*WHAT IS ASKED*
Extend the village council meeting report below, continuing from its final sentence about the new tax levy.

*DOCUMENT TEXT*
Mayor P.J. Johnson opened Tuesday’s council meeting with a discussion about the ongoing conversations with Richard Kirk of Kirk Bros., CT Consultants and now the Environmental Protection Agency and bond holder Ohio Farmers Insurance Company are or will be up to speed regarding the contractor’s failure to complete the contract.

“At this time, there is no agreement to get it done,” Johnson stated. “We are notifying the bond holder the contractor is in default.”

Within 15 days of receiving the notice, the bond holder will schedule a meeting with the village and Kirk to discuss a resolution — a substitute methodology.

Johnson said he and Village Administrator Shawn Chapman held a conference call with the EPA to bring them up to speed.

“A lot of them had no idea,” Johnson reported. “They want us to work on finding a remedy.”

Johnson said they will grant a letter of extension with the end of next year into 2015 permissible. The village will request a letter of extension which they can accept by email.

“There is no problem with the EPA,” Johnson said. “They want to review the change order and proposal, which is Kirk Bros.’ responsibility.”

Council member John Miller questioned the new contract.

“The change order is for the scope of work only; no more money?” Miller asked.

Village Solicitor J. Alan Smith said there would be additional fees with the change order. Those fees, which were included with the overview documentation provided by the village, comes to a total of over $38,000.

Johnson explained Kirk Bros. is in the process of “inserting their contractors and subcontractors into the proposal.”

In new business, Johnson said he received a letter of resignation from Smith, who will work until the village finds a replacement.

“I’ve enjoyed the experience,” Smith added.

During the Aug. 7 meeting, council unanimously approved a resolution declaring it necessary to place a permanent .25-percent Income Tax Increase on the ballot for the Nov. 5 General Election. The increase would be effective Jan. 1 and would be used exclusively for the operation of the village police department.

Johnson addressed the new tax levy.

*GIVEN INFORMATION*
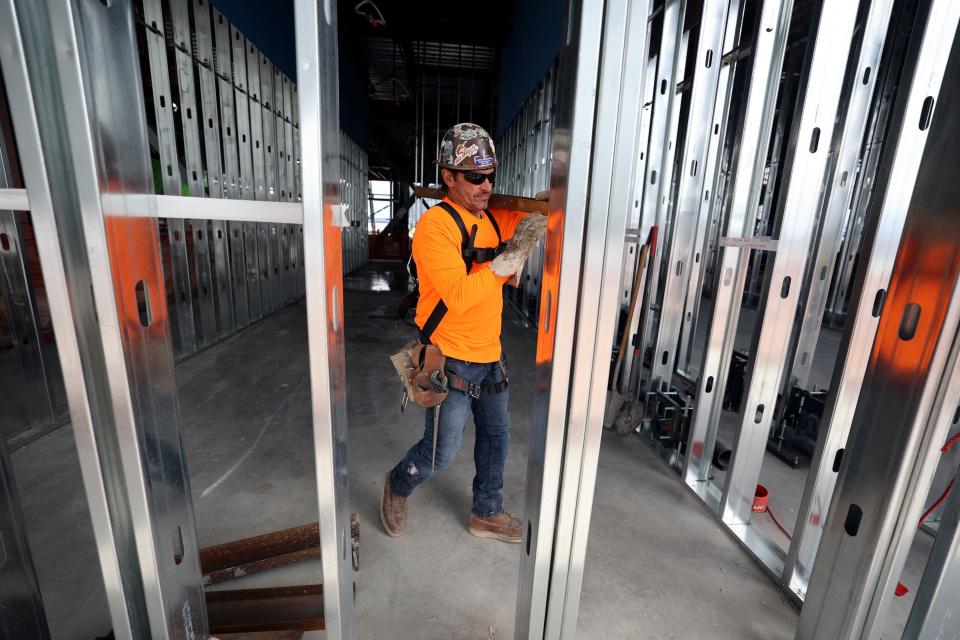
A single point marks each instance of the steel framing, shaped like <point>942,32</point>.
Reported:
<point>680,255</point>
<point>911,386</point>
<point>805,173</point>
<point>96,208</point>
<point>766,59</point>
<point>655,203</point>
<point>120,383</point>
<point>879,251</point>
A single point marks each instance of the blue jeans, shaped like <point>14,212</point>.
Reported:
<point>492,421</point>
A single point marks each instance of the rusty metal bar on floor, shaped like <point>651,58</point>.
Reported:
<point>273,609</point>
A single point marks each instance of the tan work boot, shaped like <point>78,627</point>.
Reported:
<point>500,526</point>
<point>393,510</point>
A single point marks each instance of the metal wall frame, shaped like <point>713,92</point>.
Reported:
<point>180,298</point>
<point>655,203</point>
<point>886,221</point>
<point>704,89</point>
<point>805,173</point>
<point>769,45</point>
<point>41,393</point>
<point>576,85</point>
<point>911,387</point>
<point>839,195</point>
<point>712,197</point>
<point>115,344</point>
<point>316,37</point>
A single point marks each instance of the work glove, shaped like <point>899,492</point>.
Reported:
<point>509,264</point>
<point>529,230</point>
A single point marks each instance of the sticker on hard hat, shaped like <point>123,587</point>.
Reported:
<point>464,152</point>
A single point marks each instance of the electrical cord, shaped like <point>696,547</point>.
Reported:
<point>902,589</point>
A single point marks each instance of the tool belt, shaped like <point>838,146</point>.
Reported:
<point>476,390</point>
<point>422,369</point>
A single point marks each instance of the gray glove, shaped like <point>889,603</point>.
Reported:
<point>529,231</point>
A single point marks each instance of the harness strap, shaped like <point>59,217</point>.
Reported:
<point>470,256</point>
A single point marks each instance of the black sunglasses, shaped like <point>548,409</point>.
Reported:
<point>477,178</point>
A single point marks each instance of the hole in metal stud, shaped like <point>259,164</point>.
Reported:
<point>335,309</point>
<point>837,460</point>
<point>143,303</point>
<point>852,524</point>
<point>926,113</point>
<point>178,545</point>
<point>546,320</point>
<point>909,321</point>
<point>878,301</point>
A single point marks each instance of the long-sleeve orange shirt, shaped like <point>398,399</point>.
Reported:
<point>471,328</point>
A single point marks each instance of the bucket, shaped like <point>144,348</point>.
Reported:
<point>760,498</point>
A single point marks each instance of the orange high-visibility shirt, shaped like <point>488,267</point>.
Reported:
<point>471,328</point>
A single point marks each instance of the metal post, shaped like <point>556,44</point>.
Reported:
<point>569,187</point>
<point>805,173</point>
<point>210,124</point>
<point>39,385</point>
<point>316,30</point>
<point>770,39</point>
<point>710,203</point>
<point>659,162</point>
<point>184,329</point>
<point>247,192</point>
<point>231,164</point>
<point>703,94</point>
<point>119,370</point>
<point>623,59</point>
<point>920,80</point>
<point>637,230</point>
<point>187,117</point>
<point>840,194</point>
<point>115,547</point>
<point>911,386</point>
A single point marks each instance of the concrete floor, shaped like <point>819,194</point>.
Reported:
<point>658,564</point>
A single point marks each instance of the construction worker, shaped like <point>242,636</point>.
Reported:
<point>464,254</point>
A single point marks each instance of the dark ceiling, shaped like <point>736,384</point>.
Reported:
<point>440,58</point>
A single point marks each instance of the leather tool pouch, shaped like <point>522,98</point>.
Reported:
<point>421,368</point>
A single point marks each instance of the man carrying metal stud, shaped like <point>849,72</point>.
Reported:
<point>464,254</point>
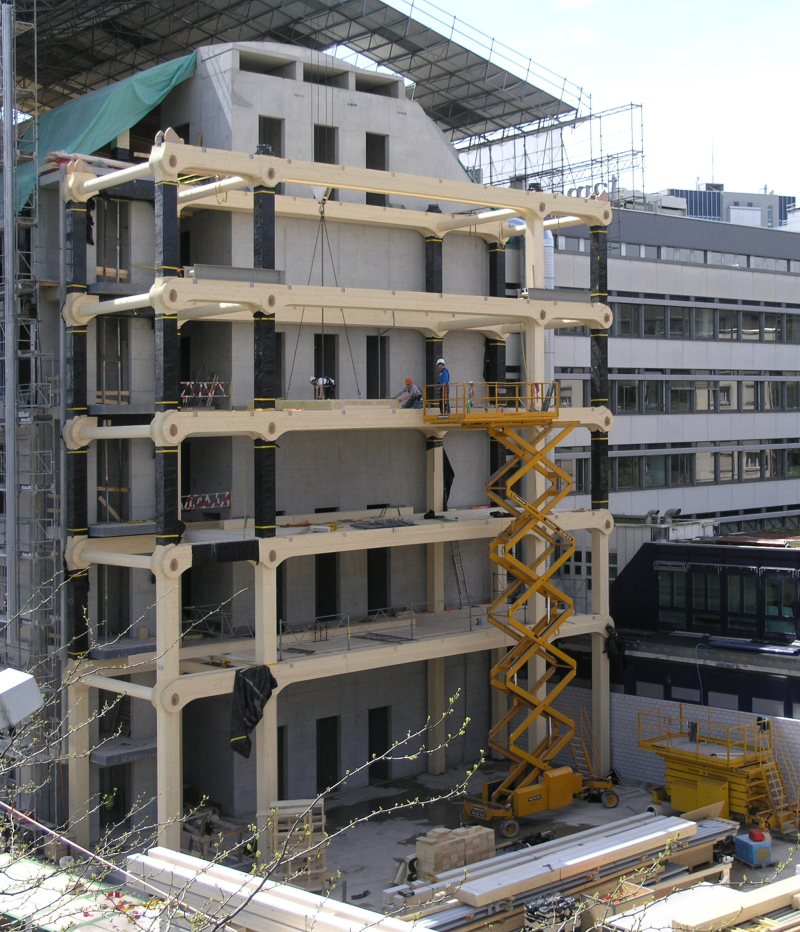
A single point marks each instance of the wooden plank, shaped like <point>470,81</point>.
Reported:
<point>570,863</point>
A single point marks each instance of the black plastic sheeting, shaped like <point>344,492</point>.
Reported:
<point>598,269</point>
<point>252,689</point>
<point>234,551</point>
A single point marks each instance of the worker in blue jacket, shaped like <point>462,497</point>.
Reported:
<point>443,383</point>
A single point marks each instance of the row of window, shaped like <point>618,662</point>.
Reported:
<point>663,322</point>
<point>682,254</point>
<point>701,466</point>
<point>737,601</point>
<point>687,396</point>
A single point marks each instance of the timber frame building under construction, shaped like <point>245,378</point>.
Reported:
<point>303,219</point>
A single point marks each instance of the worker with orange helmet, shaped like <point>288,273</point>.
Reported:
<point>414,399</point>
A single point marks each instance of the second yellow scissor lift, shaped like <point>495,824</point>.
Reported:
<point>525,419</point>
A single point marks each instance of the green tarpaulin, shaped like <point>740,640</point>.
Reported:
<point>90,122</point>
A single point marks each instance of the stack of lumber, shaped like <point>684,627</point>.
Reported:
<point>227,896</point>
<point>712,907</point>
<point>444,849</point>
<point>561,864</point>
<point>297,842</point>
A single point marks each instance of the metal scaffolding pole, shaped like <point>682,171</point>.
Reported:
<point>10,309</point>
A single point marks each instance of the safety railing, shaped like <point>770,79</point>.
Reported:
<point>211,394</point>
<point>396,624</point>
<point>690,729</point>
<point>475,400</point>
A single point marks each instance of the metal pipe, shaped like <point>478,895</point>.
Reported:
<point>113,685</point>
<point>10,313</point>
<point>101,182</point>
<point>187,195</point>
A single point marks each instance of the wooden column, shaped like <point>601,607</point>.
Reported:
<point>167,374</point>
<point>266,732</point>
<point>76,505</point>
<point>78,763</point>
<point>169,731</point>
<point>264,386</point>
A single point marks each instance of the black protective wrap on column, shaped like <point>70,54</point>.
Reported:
<point>433,264</point>
<point>263,227</point>
<point>433,351</point>
<point>494,370</point>
<point>264,481</point>
<point>598,267</point>
<point>168,243</point>
<point>75,387</point>
<point>168,524</point>
<point>497,270</point>
<point>77,604</point>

*RESULT OF THIS EXERCISE*
“With the current levy, a designation of treasurer has to be made and registered with the board of elections,” Johnson stated, “someone to keep track of the funds.”

The mayor, Police Chief Darin Cook and Utilities Committee Chair Nancy Taylor have agreed to work on getting information out to the community detailing what the levy is for and what the funds will be used for.

“We can do handouts, mailers and newspapers,” Johnson said. “We can not use public funds.”

Miller suggested a town forum.

Chief Darin Cook said that he wants everyone on the same page.

“We need to let people know how we are spending money,” Cook detailed. “The state has taken a lot money back to fix the state’s problems.”

He said the department has done a lot of good work and the village has low crime.

Johnson suggested a Block Watch meeting in October and a public meeting prior to the election.

“People who work outside of the village are already paying .05 percent,” Johnson explained.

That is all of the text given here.